# ACTION ITEM
Your task is to copy every line of the entries that contains "green".
○ ○ ○
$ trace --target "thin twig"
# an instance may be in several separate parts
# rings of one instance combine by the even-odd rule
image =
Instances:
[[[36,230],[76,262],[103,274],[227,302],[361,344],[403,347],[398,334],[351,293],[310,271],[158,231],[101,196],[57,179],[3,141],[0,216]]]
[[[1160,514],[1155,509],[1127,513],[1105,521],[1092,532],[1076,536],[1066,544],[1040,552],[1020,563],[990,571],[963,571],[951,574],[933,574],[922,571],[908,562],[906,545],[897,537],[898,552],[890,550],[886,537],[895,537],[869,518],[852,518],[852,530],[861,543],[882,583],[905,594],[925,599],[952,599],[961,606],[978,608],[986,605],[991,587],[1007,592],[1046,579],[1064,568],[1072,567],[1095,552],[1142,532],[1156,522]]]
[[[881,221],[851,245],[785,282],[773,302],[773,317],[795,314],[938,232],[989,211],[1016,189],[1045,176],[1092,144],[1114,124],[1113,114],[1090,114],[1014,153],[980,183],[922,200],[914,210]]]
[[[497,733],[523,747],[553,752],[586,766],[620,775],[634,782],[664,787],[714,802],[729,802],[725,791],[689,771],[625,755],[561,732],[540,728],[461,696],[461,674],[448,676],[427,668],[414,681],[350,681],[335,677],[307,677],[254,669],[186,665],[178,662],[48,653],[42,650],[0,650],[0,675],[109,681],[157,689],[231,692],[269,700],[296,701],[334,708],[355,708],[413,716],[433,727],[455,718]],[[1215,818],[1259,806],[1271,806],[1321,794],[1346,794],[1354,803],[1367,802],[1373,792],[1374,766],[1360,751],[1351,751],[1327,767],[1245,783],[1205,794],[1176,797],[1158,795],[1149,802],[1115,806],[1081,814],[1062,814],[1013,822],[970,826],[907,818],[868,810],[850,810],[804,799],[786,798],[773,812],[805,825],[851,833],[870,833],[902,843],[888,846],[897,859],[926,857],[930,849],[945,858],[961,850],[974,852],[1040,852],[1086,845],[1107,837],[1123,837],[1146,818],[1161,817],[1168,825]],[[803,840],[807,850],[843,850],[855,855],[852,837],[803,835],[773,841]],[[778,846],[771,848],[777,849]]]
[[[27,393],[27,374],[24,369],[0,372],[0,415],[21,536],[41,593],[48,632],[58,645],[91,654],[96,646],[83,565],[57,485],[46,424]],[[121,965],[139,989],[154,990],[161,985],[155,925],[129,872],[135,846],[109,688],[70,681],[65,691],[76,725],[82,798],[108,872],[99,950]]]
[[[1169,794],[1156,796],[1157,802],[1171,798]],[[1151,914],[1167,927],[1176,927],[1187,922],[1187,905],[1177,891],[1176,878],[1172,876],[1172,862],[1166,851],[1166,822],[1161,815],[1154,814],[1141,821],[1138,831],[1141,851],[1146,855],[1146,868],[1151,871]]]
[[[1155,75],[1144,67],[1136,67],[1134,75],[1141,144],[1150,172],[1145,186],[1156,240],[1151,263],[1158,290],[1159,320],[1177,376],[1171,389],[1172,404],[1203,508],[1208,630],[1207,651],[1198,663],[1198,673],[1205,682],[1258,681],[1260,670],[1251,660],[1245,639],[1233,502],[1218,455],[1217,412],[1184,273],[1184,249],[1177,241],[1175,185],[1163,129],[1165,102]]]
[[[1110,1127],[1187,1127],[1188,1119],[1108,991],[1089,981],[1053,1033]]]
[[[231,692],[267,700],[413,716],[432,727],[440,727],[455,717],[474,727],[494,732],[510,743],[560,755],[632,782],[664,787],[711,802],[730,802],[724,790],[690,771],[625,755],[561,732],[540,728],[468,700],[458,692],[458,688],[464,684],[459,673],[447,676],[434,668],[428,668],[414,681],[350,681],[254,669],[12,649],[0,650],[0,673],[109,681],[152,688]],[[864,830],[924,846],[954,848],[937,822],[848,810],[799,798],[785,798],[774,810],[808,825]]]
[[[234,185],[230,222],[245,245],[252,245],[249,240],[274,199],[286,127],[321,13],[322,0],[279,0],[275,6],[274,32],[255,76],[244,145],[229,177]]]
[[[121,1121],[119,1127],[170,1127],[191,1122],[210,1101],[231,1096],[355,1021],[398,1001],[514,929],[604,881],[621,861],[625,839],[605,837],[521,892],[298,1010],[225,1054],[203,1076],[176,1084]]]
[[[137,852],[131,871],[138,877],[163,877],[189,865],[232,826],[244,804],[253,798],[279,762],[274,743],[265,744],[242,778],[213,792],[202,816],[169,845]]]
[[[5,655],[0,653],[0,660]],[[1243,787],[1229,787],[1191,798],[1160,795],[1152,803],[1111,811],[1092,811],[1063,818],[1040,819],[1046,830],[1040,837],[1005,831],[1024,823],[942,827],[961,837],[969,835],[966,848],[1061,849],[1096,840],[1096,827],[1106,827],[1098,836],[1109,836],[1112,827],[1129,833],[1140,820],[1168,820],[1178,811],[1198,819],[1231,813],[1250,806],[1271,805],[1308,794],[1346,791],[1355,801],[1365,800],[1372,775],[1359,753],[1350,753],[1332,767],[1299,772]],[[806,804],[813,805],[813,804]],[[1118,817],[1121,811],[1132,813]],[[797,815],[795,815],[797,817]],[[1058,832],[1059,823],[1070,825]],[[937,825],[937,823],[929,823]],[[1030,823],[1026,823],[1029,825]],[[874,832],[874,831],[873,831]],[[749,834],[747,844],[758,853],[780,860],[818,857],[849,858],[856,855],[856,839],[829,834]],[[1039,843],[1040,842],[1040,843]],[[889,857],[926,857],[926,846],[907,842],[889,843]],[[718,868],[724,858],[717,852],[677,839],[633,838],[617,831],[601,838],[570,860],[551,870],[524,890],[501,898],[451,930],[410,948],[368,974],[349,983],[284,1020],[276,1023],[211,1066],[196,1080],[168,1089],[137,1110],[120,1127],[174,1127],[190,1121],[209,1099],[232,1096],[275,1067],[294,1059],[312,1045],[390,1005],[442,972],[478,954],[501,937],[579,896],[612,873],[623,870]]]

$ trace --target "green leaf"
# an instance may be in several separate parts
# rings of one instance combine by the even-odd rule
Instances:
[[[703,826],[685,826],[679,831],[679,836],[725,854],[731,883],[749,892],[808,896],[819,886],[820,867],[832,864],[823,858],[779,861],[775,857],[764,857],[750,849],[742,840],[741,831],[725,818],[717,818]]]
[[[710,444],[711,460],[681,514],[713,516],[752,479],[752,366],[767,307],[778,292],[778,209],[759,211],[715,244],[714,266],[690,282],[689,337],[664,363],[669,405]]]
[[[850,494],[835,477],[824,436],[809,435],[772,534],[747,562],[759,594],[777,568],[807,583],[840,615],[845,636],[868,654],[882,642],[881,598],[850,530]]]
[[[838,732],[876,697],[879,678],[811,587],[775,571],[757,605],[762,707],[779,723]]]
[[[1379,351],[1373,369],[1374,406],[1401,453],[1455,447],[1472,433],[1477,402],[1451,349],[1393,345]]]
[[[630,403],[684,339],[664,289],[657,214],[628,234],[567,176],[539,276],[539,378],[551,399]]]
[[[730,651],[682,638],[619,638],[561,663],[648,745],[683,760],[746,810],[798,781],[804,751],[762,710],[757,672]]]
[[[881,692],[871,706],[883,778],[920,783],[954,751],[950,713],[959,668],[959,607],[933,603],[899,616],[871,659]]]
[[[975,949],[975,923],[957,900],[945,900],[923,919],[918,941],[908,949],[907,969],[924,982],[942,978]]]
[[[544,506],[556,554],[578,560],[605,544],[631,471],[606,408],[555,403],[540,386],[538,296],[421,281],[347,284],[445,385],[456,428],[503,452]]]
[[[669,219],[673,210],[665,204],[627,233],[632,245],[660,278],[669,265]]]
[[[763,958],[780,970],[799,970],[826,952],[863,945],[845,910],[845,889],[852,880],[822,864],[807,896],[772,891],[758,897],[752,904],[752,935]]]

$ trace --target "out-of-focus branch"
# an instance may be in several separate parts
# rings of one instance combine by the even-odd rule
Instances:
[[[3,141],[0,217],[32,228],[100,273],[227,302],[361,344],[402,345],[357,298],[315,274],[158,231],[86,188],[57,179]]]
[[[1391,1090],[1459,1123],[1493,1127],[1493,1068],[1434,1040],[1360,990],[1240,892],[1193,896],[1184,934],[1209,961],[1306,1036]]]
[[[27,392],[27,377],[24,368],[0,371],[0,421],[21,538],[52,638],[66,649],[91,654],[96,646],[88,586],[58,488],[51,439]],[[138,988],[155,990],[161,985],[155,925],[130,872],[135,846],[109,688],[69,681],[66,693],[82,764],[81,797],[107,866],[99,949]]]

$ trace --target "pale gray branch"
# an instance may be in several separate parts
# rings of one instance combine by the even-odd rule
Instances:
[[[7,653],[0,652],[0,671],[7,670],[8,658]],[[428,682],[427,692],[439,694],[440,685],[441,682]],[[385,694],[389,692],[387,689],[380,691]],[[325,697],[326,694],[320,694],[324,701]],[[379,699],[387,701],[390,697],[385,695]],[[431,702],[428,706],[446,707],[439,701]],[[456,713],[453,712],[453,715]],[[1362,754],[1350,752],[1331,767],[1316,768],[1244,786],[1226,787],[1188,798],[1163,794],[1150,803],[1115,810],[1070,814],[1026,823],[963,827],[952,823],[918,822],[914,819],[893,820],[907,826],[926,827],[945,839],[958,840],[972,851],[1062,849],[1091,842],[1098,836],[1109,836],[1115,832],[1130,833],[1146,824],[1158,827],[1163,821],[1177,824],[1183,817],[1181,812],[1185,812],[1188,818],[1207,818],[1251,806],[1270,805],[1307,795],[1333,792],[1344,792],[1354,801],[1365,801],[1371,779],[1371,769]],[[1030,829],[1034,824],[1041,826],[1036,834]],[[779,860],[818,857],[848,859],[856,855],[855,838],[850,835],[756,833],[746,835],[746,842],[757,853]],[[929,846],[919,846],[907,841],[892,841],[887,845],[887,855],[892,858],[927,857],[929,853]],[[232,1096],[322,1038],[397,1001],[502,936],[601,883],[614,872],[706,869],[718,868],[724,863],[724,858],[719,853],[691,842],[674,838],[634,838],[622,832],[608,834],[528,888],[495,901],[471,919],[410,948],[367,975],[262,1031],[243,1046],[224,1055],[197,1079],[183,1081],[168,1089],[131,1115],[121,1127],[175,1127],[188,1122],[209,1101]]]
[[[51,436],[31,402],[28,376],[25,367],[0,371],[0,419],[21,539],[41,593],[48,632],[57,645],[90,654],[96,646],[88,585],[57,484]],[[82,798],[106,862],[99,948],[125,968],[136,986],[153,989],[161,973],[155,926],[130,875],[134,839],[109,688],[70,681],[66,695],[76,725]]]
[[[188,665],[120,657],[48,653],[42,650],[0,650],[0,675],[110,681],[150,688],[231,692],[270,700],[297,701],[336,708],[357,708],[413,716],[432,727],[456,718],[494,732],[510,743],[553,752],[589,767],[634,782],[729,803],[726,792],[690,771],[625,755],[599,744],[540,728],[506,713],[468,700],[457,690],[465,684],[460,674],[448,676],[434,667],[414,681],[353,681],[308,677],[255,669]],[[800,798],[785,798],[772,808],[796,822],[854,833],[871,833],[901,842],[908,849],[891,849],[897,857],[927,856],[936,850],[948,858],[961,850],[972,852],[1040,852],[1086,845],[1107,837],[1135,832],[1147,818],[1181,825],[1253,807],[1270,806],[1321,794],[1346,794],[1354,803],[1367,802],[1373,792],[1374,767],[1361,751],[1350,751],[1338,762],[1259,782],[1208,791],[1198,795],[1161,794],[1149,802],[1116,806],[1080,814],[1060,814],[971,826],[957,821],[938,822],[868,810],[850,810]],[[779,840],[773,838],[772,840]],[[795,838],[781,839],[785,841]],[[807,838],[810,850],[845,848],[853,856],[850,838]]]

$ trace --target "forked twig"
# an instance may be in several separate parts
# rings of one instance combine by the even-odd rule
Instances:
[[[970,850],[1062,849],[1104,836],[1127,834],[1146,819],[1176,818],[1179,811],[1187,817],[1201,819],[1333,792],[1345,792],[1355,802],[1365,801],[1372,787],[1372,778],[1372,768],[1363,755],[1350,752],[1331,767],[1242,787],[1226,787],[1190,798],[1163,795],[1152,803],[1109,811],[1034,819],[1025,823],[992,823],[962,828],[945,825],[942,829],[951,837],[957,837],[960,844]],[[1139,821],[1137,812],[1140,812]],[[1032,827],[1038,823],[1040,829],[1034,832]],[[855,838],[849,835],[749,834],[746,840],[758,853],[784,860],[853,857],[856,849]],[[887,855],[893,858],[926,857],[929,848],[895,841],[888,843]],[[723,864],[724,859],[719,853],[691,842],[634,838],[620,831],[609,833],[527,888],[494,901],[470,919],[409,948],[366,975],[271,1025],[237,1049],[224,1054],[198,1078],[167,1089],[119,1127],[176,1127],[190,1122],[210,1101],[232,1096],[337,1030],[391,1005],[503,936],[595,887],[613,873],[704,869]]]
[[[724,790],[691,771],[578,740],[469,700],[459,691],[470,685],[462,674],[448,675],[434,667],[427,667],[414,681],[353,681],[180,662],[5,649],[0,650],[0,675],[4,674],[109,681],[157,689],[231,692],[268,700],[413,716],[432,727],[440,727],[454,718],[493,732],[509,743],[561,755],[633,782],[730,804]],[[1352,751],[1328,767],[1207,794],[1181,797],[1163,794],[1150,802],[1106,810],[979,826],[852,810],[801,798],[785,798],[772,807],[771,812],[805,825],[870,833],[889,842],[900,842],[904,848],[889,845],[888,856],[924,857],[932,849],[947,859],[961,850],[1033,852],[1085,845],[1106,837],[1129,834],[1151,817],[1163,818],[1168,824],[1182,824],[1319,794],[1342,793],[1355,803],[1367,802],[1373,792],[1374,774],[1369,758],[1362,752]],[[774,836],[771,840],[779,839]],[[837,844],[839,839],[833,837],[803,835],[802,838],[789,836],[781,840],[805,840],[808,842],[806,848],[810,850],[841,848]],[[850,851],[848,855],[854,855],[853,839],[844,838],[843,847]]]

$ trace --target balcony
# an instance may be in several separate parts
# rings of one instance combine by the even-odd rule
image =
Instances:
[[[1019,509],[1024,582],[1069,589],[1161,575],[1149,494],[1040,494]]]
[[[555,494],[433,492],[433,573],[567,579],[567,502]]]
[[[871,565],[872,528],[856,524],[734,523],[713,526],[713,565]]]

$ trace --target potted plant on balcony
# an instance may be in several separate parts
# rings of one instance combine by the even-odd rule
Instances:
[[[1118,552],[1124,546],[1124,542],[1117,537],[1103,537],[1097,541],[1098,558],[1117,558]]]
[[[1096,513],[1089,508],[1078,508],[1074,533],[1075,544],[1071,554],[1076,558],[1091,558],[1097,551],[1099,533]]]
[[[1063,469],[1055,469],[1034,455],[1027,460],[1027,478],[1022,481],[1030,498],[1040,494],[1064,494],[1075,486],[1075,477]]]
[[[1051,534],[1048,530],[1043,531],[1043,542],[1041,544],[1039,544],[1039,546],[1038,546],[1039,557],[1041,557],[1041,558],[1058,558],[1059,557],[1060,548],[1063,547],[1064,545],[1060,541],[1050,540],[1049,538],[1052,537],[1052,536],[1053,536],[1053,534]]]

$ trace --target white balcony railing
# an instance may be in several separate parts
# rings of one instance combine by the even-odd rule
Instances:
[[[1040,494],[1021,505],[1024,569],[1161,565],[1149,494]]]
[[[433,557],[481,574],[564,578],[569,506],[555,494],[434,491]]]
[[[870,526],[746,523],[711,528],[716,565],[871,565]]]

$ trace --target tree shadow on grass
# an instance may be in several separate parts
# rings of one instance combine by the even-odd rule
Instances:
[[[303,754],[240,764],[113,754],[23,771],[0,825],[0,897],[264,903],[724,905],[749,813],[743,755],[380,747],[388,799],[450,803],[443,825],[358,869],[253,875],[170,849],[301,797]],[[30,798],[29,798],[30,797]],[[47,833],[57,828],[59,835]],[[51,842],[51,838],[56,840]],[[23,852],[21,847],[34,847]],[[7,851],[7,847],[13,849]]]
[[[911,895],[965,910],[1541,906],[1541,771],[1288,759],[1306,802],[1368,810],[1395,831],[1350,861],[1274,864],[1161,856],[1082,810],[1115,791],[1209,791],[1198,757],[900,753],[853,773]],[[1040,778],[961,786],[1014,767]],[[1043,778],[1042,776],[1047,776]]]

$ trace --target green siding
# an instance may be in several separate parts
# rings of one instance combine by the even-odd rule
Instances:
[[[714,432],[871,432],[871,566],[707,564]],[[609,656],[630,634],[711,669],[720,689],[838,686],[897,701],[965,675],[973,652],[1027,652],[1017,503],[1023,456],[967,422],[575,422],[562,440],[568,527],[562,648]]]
○ ○ ○
# OUTPUT OF THE TASK
$ trace --target "green leaf"
$ trace --target green siding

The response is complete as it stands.